**REQUIRED WORK:**
Transcribe each line of the records below exactly, excluding any embedded images.

⟨

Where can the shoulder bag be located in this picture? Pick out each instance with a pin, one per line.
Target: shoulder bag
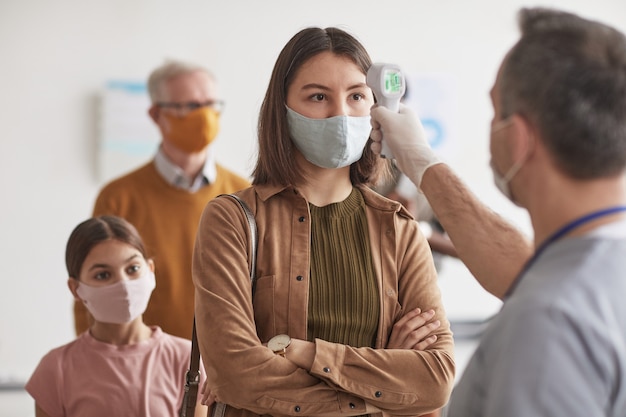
(192, 377)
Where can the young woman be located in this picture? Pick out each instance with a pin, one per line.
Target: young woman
(346, 317)
(120, 366)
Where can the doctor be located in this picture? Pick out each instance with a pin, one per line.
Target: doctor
(558, 149)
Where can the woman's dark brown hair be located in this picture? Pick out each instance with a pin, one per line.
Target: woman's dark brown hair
(276, 163)
(94, 231)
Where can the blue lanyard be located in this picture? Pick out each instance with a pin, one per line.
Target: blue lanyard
(558, 235)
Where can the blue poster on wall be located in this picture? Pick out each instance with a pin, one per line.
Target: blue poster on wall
(126, 135)
(433, 97)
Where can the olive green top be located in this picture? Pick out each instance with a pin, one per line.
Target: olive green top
(343, 296)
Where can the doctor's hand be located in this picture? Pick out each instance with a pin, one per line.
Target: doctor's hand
(404, 134)
(413, 331)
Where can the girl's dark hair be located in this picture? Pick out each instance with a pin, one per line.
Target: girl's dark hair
(276, 163)
(94, 231)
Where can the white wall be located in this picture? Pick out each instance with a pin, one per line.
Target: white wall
(56, 55)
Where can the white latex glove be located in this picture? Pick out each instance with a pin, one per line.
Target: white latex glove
(404, 134)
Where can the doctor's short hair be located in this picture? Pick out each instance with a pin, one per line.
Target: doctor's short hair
(276, 163)
(567, 75)
(169, 69)
(96, 230)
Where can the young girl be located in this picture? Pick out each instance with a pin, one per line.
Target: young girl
(120, 366)
(347, 317)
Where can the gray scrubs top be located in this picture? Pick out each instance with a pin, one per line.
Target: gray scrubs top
(558, 345)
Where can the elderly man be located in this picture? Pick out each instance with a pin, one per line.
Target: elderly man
(164, 198)
(558, 149)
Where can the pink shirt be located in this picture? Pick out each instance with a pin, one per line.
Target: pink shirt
(91, 378)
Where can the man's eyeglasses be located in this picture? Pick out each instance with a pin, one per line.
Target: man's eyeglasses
(182, 109)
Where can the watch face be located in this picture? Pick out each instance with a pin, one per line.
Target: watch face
(279, 342)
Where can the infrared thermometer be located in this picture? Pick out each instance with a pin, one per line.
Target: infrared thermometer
(388, 84)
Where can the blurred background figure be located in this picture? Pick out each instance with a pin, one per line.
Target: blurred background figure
(165, 197)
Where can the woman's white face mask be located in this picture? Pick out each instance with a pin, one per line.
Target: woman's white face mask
(334, 142)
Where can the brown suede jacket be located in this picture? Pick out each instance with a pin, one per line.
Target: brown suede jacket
(232, 325)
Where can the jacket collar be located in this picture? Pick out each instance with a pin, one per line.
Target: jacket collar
(371, 197)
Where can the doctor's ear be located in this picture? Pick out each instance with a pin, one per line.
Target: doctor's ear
(153, 112)
(526, 134)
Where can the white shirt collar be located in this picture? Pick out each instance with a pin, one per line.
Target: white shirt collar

⟩

**RESULT:**
Where can the shoulder bag be located in this picture? Pick out each instance with a pin, one per line.
Target: shoulder bag
(192, 377)
Where can the young woman be located in this picture? Pick out each instance with a pin, one per line.
Target: young woman
(346, 317)
(120, 366)
Where can the doctor be located in this picture? Pick out each instance with a pin, one per line.
Target: doctor
(558, 149)
Where can the woman's dark brown hair be located in this picture? Pick out each instance with a pin, one per line.
Target: woman's dark brown hair
(276, 163)
(94, 231)
Where can the blue lanyard be located in this picture? Pick out each instance with a pin, one per line.
Target: blue lanyard
(558, 235)
Where can the blue poster on wall be located in this picture? Pick out each instance with a pin, one per line.
Target: blue poster on wall
(126, 135)
(433, 97)
Where can the olive green top be located in this picture? Pick out each instance with a pin, one per line.
Target: olive green top
(343, 296)
Where can the doctor's hand be located in this picture? Pick out each instance with a pin, one per line.
Target: doctor's hand
(404, 134)
(413, 331)
Where can the girl's dark hair be located in this picture? Pick out each instance with a pin, one per line.
Target: girl's dark hair
(276, 163)
(94, 231)
Where can the white wall be located in this picture? Pick out each instance with a pin, one per line.
Target: white wall
(56, 55)
Where can the white latex glove be located in this picture? Pick out each instance with a pin, one per line.
Target: white latex glove
(404, 134)
Where can the doctor's short hair be located in this picture? Pick out each instance with a pin, one per line.
Target: doctor's short hair
(276, 163)
(567, 75)
(169, 69)
(96, 230)
Where can the young girl be located in this picture? Pick out each instance with a pin, one per line.
Target: young girl
(120, 366)
(347, 317)
Where can the gray scrubs top be located in this picture? Pick out each instance with a pin, one per line.
Target: gray scrubs top
(558, 345)
Where can the elderly man be located in this picture? Pick out each instance with a pin, one per line.
Target: elderly man
(164, 198)
(558, 149)
Where can the pink shirt be located in this picture? Pick out each instance with a pin, one per line.
Target: pink shirt
(91, 378)
Where can the man's eyeglasses be located in this picture? Pick out each instance with a pin, one per line.
Target: man's eyeglasses
(182, 109)
Where can the watch face be located in this picture? Pick out each instance with a pin, one per line.
Target: watch face
(279, 342)
Where can the infrared thermometer be located in this picture? Pick out each instance with a pin, one per line.
Target: infrared thermometer
(388, 84)
Where can the blurred background figure be located in this picture? Pick out each instance with a pin, one per line.
Target: blurred background figure
(165, 197)
Where can the woman's white face mask be located in this picture? Pick out each instance with a pin, one per line.
Target: woman's white face mask
(334, 142)
Where can the brown suede jacket be located in this picture? Pick out each instance with a pin, one per line.
Target: brown suede jacket
(232, 325)
Where can the jacket collar be located in this picture? Pick out each instance with a pin, one per line.
Target: jacket collar
(371, 197)
Where can the doctor's ear be located in this picture? Pick out each instance with a pin, one per line.
Target: doctor's ear
(153, 112)
(526, 134)
Where can the white shirt collar be located in this picture? Pick out each instance with a pin, one per line.
Target: white shirt collar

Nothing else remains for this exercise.